* Exercise data *
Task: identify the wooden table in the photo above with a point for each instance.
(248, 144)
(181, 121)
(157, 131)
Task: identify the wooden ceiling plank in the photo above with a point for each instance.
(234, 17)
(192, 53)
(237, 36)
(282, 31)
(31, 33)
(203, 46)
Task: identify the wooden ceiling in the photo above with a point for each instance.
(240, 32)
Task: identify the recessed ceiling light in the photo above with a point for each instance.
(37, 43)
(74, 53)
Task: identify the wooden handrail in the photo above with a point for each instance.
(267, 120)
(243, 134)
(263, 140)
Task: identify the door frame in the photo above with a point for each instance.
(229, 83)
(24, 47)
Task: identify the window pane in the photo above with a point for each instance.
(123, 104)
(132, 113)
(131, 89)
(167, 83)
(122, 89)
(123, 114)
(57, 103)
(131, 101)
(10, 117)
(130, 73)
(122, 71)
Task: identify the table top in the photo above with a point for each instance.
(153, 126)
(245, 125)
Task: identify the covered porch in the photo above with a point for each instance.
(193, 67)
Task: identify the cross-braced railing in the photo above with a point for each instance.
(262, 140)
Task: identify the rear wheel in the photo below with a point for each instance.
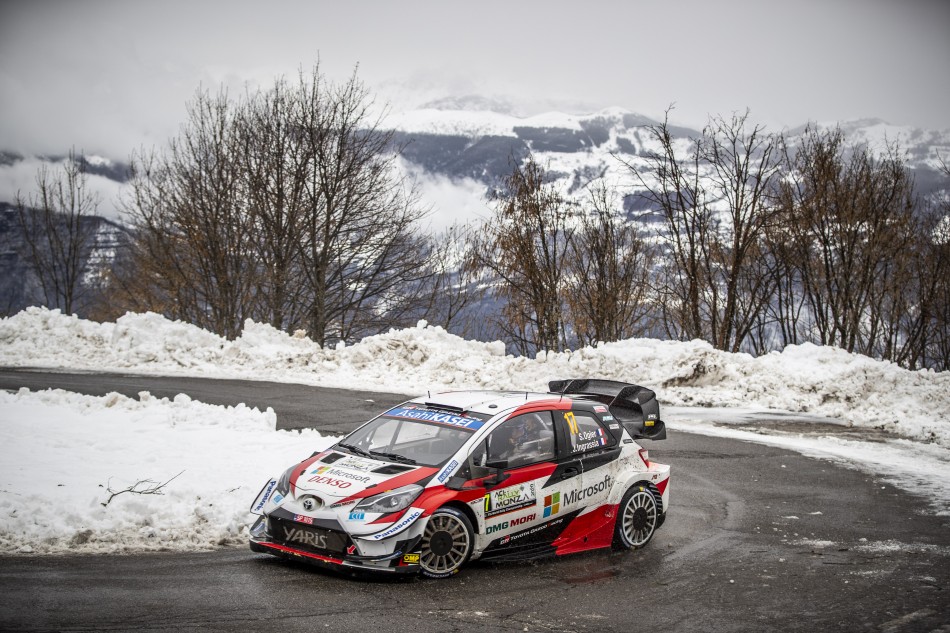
(446, 543)
(637, 519)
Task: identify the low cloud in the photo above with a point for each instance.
(20, 178)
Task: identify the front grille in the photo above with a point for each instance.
(306, 537)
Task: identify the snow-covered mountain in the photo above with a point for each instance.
(461, 147)
(474, 139)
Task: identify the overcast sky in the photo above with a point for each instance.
(109, 76)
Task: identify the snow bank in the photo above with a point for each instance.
(822, 381)
(64, 454)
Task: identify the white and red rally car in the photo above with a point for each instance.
(457, 476)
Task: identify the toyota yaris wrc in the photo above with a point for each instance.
(441, 480)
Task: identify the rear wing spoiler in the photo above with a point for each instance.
(635, 407)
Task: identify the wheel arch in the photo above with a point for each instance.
(466, 510)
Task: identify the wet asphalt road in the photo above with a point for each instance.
(758, 539)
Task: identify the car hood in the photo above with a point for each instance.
(336, 476)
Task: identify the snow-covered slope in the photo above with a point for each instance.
(65, 455)
(823, 381)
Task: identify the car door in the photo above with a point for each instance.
(589, 448)
(524, 447)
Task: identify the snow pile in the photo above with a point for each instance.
(65, 454)
(809, 379)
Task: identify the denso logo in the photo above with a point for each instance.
(447, 471)
(330, 481)
(295, 535)
(327, 470)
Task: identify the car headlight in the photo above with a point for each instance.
(391, 501)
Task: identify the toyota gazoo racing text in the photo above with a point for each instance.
(441, 480)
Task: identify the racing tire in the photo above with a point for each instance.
(447, 543)
(637, 518)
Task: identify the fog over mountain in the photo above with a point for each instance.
(456, 148)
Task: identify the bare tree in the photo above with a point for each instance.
(610, 263)
(847, 228)
(716, 200)
(524, 249)
(285, 207)
(59, 221)
(361, 242)
(193, 256)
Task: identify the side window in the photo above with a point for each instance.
(585, 433)
(522, 440)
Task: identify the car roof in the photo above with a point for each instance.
(485, 402)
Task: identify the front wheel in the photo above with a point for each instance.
(446, 543)
(637, 519)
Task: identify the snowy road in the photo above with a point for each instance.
(759, 538)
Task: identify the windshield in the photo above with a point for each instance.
(400, 436)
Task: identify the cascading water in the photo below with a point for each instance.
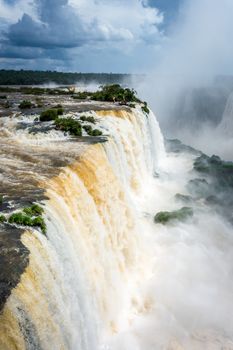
(80, 282)
(106, 277)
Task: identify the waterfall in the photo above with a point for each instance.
(226, 125)
(81, 285)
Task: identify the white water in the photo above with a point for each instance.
(107, 277)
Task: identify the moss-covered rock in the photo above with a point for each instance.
(87, 119)
(183, 198)
(145, 108)
(165, 217)
(29, 216)
(69, 125)
(48, 115)
(2, 218)
(26, 104)
(34, 210)
(115, 93)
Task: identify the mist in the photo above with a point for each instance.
(191, 82)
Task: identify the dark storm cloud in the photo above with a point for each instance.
(59, 26)
(64, 30)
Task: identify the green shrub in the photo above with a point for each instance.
(69, 125)
(88, 129)
(182, 214)
(115, 93)
(145, 109)
(48, 115)
(96, 132)
(39, 222)
(82, 95)
(25, 104)
(20, 219)
(34, 210)
(2, 218)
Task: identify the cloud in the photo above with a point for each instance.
(63, 25)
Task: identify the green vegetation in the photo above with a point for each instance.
(34, 210)
(26, 220)
(25, 104)
(115, 93)
(88, 119)
(145, 108)
(2, 218)
(29, 77)
(60, 111)
(84, 95)
(29, 216)
(182, 214)
(48, 115)
(183, 198)
(39, 103)
(51, 114)
(69, 125)
(96, 132)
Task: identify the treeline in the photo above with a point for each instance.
(29, 77)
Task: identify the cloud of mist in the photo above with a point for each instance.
(196, 50)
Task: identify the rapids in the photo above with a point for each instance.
(107, 277)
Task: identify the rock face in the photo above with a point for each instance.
(14, 258)
(31, 153)
(165, 217)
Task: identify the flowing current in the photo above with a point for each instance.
(107, 277)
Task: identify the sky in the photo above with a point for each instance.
(121, 36)
(84, 35)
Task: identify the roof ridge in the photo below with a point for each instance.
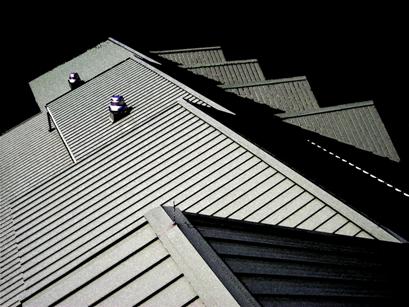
(329, 109)
(185, 50)
(135, 53)
(264, 82)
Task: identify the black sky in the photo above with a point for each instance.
(348, 53)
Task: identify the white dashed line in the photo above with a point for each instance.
(360, 169)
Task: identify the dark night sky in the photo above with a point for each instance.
(348, 53)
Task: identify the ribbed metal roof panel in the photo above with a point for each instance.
(289, 267)
(86, 127)
(136, 270)
(231, 72)
(174, 157)
(177, 157)
(357, 124)
(29, 156)
(89, 64)
(164, 152)
(288, 95)
(193, 56)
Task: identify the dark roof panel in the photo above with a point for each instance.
(290, 267)
(288, 95)
(231, 72)
(357, 124)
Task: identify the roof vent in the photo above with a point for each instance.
(74, 80)
(117, 108)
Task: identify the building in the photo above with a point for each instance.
(170, 204)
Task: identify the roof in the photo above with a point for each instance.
(357, 124)
(181, 156)
(288, 95)
(193, 56)
(29, 156)
(150, 265)
(231, 72)
(86, 128)
(89, 64)
(166, 152)
(282, 266)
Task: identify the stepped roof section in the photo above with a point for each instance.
(285, 95)
(358, 124)
(193, 56)
(231, 72)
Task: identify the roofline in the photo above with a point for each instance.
(266, 82)
(190, 261)
(85, 82)
(341, 107)
(222, 63)
(136, 53)
(185, 87)
(353, 215)
(186, 50)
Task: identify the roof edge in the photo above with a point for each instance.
(200, 275)
(136, 53)
(221, 63)
(340, 107)
(266, 82)
(185, 87)
(185, 50)
(353, 215)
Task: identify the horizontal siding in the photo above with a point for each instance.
(87, 132)
(361, 127)
(29, 155)
(288, 96)
(194, 57)
(136, 270)
(230, 73)
(78, 220)
(162, 153)
(89, 64)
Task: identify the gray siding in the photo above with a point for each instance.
(87, 129)
(194, 56)
(230, 73)
(29, 156)
(288, 95)
(355, 124)
(175, 157)
(166, 151)
(136, 270)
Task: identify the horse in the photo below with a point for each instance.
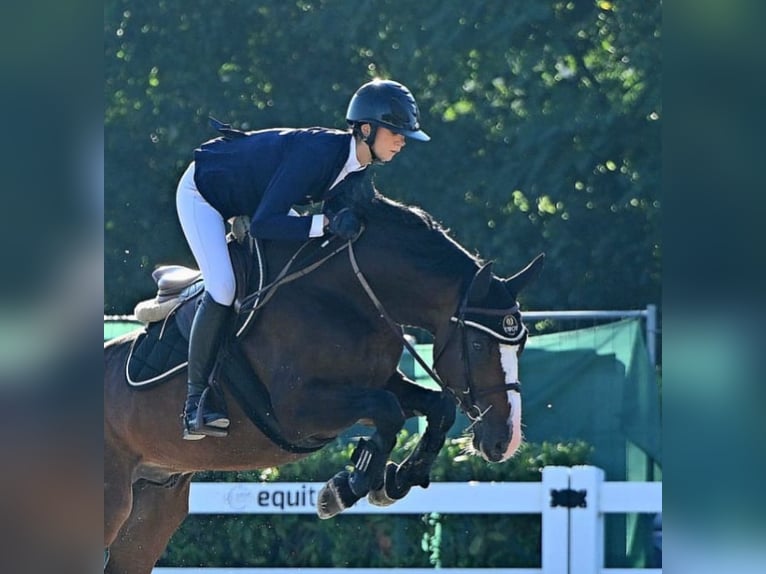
(326, 347)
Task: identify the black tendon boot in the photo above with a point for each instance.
(201, 415)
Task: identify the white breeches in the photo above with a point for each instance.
(205, 231)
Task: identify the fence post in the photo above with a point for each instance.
(586, 533)
(555, 522)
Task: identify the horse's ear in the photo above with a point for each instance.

* Task goal *
Before handing back the copy, remove the pictures; otherwise print the data exactly.

* Task result *
Task: identify the wooden table in the photo above with a point for each instance.
(248, 144)
(181, 121)
(157, 131)
Task: identify the wooden ceiling plank in the photo above with a point for each instance.
(234, 17)
(192, 53)
(237, 36)
(282, 31)
(31, 33)
(203, 46)
Task: identify the wooden ceiling in the photo above with a point for each instance.
(240, 32)
Task: identify the recessed ceiling light in the photo above with a point for each instance.
(37, 43)
(74, 53)
Task: identify the wooden handrail in the photo above with a point for each instance.
(267, 120)
(243, 134)
(263, 140)
Task: identify the door frame in the photo above with a point for each instance.
(229, 83)
(24, 47)
Task: identify the window pane in the photo above with a point for each instance.
(123, 104)
(132, 113)
(131, 89)
(167, 83)
(122, 89)
(123, 114)
(57, 103)
(131, 101)
(10, 117)
(130, 73)
(122, 71)
Task: identify the table top in the photo above with a point for each instance.
(153, 126)
(245, 125)
Task: identify the covered porch in the photo above with a point for each instance.
(193, 67)
Task: identify the cross-braced railing in the photo above with a point for each instance.
(262, 140)
Task: identify the rear wheel in the photo below with a point for each instance.
(446, 543)
(637, 519)
Task: identify the low cloud in the photo above with a point for each instance.
(20, 178)
Task: identify the front grille in the photo above with a point for each instance.
(306, 537)
Task: identify the snow-covered mountain in the photo above with a point for each instance.
(461, 147)
(474, 139)
Task: identify the overcast sky in the photo above with a point for each instance.
(109, 76)
Task: identify the snow bank in the photo above with a point for each instance.
(822, 381)
(64, 454)
Task: identify the white and red rally car in the photo above with a point for each instance.
(457, 476)
Task: identify the toyota yaris wrc in the photo above with a point for each instance.
(441, 480)
Task: identify the rear wing spoiler in the photo above with a point for each instance.
(635, 407)
Task: identify the wheel arch in the photo above with a point for each instance.
(466, 510)
Task: identify the wet asphalt road in the photo above with a point for each instance.
(758, 539)
Task: identify the car hood in the photo above with a point for each instance.
(336, 476)
Task: identify the snow-covered slope in the photo above with a point for each instance.
(65, 455)
(823, 381)
Task: identify the car door in the photo above with a point for each instance.
(589, 448)
(524, 447)
Task: identify the snow pile in the photo above with a point for each instance.
(65, 454)
(809, 379)
Task: identify the denso logo in the photo above with a point for each instance.
(447, 471)
(330, 481)
(295, 535)
(327, 470)
Task: identify the car headlight in the photo above with a point for each instance.
(391, 501)
Task: identify the toyota gazoo racing text in the photo above with a point for each instance.
(441, 480)
Task: identify the racing tire in the photo above with a point for each instance.
(447, 543)
(637, 518)
Task: identify the fog over mountain in the photo above with a point for each instance.
(456, 148)
Task: identify the bare tree in the photo above with a point for each instance.
(610, 263)
(847, 228)
(716, 200)
(524, 249)
(285, 207)
(59, 221)
(361, 242)
(193, 256)
Task: identify the side window in the photo above with a point for each instance.
(585, 433)
(522, 440)
Task: identify the car roof in the photo above with a point for each instance.
(485, 402)
Task: identify the front wheel in the photo above with a point for each instance.
(446, 543)
(637, 519)
Task: identify the snowy road in the photo above with a point for each instance.
(759, 538)
Task: identify the windshield in the photo above with a point for each instance.
(400, 436)
Task: identify the cascading water in the photo below with a point for each instance.
(80, 282)
(106, 277)
Task: identify the waterfall in the photo above with a point for each instance.
(226, 125)
(81, 285)
Task: identify the white water in the photo above with a point for each instance.
(107, 277)
Task: identify the moss-covered rock in the photo above with a point for each instance.
(87, 119)
(183, 198)
(145, 108)
(165, 217)
(29, 216)
(69, 125)
(48, 115)
(2, 218)
(26, 104)
(34, 210)
(115, 93)
Task: identify the mist in the photo above with a point for each instance.
(191, 82)
Task: identify the dark storm cloud in the photo above with a point for each instance.
(59, 26)
(64, 30)
Task: identify the green shrub in the photo above with a point for each instance.
(69, 125)
(88, 129)
(182, 214)
(115, 93)
(145, 109)
(48, 115)
(96, 132)
(39, 222)
(82, 95)
(25, 104)
(20, 219)
(34, 210)
(2, 218)
Task: identify the cloud in the photo above with a point for each instance.
(63, 25)
Task: identify the green vegetation in the photo above with a point for each instance.
(34, 210)
(26, 220)
(25, 104)
(115, 93)
(88, 119)
(145, 108)
(2, 218)
(29, 77)
(60, 111)
(84, 95)
(29, 216)
(182, 214)
(48, 115)
(183, 198)
(39, 103)
(51, 114)
(69, 125)
(96, 132)
Task: identify the treeline in the photo above with a point for each instance.
(29, 77)
Task: identify the cloud of mist in the photo above with a point for each instance.
(196, 50)
Task: identify the rapids in the photo above with a point for each instance.
(107, 277)
Task: identify the rock face in the photo above with a point for each instance.
(14, 258)
(31, 153)
(165, 217)
Task: identify the flowing current in the photo above with a point for each instance.
(107, 277)
Task: identify the sky in the photo above with a point for each instance.
(121, 36)
(84, 35)
Task: identify the roof ridge in the photo below with a point for each instance.
(329, 109)
(185, 50)
(135, 53)
(264, 82)
Task: identify the black sky in the photo above with a point for each instance.
(348, 53)
Task: identify the white dashed line in the photo above with a point for each instance.
(360, 169)
Task: identify the dark night sky in the photo above with a point for each instance.
(348, 53)
Task: identify the ribbed metal roof panel in the photo above with a point for each instance.
(289, 267)
(86, 127)
(136, 270)
(231, 72)
(174, 157)
(177, 157)
(357, 124)
(29, 156)
(89, 64)
(164, 152)
(288, 95)
(193, 56)
Task: identify the dark roof panel in the photo above with a point for each instance.
(290, 267)
(288, 95)
(231, 72)
(357, 124)
Task: identify the roof vent in the photo above with a point for each instance.
(74, 80)
(117, 108)
Task: identify the building in the photo above with a point for each instance.
(170, 204)
Task: identify the roof in the photo above with a point for each instance.
(357, 124)
(181, 156)
(288, 95)
(193, 56)
(29, 156)
(150, 265)
(231, 72)
(86, 128)
(89, 64)
(166, 152)
(282, 266)
Task: identify the stepped roof section in the photo above with a point for each instance.
(285, 95)
(358, 124)
(193, 56)
(231, 72)
Task: identify the roofline in the photo above with a point for each instance.
(266, 82)
(190, 261)
(85, 82)
(341, 107)
(222, 63)
(136, 53)
(185, 87)
(353, 215)
(186, 50)
Task: identify the roof edge in the photo above with a point for each instance.
(200, 275)
(136, 53)
(221, 63)
(340, 107)
(266, 82)
(185, 87)
(185, 50)
(353, 215)
Task: identify the horizontal siding in the photo above with a point for each instance.
(87, 132)
(361, 127)
(29, 155)
(288, 96)
(194, 57)
(136, 270)
(230, 73)
(78, 220)
(162, 153)
(89, 64)
Task: identify the gray siding in the photo above with a point for each instance.
(87, 129)
(194, 56)
(230, 73)
(29, 156)
(288, 95)
(355, 124)
(175, 157)
(166, 151)
(136, 270)
Task: identify the horse in the photo below with a point for each instance.
(326, 347)
Task: identify the black tendon boot in the photo above with a point for each instance.
(201, 415)
Task: identify the white breeches in the photo above with a point for each instance.
(205, 231)
Task: identify the fence post in the photo above with a point for each instance.
(586, 533)
(555, 522)
Task: identify the horse's ear in the photo above with a point for each instance.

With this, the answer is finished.